21 Sep 2021 | 01.43 pm
State Loans For Redundancy Payments
And redundancy top-up for employees too
21 Sep 2021 | 01.43 pm
The government has announced a special payment for employees made redundant who have lost reckonable service while in receipt of the PUP or dole payments over the pandemic.
The move comes ahead of employees being able claim redundancy payments from their employer from September 30. This right had been suspended since last year due to the Covid pandemic.
The state will make a special payment of up to a maximum of €1,860 to workers who have lost out on reckonable service while temporarily laid off over the course of the pandemic and who are made redundant.
To support employers, where they are unable to meet their financial obligations in paying statutory redundancy to their employees, the government will also fund statutory redundancy payments from the Social Insurance Fund on their behalf.
“A flexible and discretionary approach will be taken in relation to recovery of the redundancy debt and in many cases the debt can be repaid over a number of years,” said a government statement.

— ACTION ITEM —
Can you print the whole article on state loans for redundancy payments verbatim, from the first dateline to the final quoted government statement?

— SUPPLIED RECORDS —
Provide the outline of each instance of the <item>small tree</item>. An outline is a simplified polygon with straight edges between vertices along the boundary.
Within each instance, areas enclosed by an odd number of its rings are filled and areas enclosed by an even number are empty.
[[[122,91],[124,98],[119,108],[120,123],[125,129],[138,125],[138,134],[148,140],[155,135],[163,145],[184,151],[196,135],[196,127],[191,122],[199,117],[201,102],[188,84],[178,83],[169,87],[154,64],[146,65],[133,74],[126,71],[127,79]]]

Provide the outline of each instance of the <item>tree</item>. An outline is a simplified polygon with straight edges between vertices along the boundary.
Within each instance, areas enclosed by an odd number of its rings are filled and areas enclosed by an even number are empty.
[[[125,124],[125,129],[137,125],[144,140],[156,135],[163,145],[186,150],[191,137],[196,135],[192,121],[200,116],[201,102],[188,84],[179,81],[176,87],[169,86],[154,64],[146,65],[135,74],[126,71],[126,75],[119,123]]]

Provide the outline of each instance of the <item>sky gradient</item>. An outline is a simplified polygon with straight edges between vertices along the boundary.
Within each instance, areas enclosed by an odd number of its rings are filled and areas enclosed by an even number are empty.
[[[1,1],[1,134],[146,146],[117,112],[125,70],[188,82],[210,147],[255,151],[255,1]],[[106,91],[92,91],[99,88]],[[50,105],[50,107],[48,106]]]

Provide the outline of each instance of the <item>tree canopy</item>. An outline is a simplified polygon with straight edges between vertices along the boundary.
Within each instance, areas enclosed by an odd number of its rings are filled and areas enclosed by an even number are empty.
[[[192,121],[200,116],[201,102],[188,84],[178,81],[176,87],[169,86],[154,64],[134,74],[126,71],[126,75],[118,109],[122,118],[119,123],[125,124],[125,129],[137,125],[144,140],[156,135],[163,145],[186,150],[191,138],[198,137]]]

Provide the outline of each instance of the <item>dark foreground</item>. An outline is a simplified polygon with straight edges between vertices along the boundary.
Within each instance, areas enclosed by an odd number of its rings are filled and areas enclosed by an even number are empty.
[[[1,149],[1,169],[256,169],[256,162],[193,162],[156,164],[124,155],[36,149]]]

— WRITTEN ANSWER —
21 Sep 2021 | 01.43 pm
State Loans For Redundancy Payments
And redundancy top-up for employees too
21 Sep 2021 | 01.43 pm
The government has announced a special payment for employees made redundant who have lost reckonable service while in receipt of the PUP or dole payments over the pandemic.
The move comes ahead of employees being able claim redundancy payments from their employer from September 30. This right had been suspended since last year due to the Covid pandemic.
The state will make a special payment of up to a maximum of €1,860 to workers who have lost out on reckonable service while temporarily laid off over the course of the pandemic and who are made redundant.
To support employers, where they are unable to meet their financial obligations in paying statutory redundancy to their employees, the government will also fund statutory redundancy payments from the Social Insurance Fund on their behalf.
“A flexible and discretionary approach will be taken in relation to recovery of the redundancy debt and in many cases the debt can be repaid over a number of years,” said a government statement.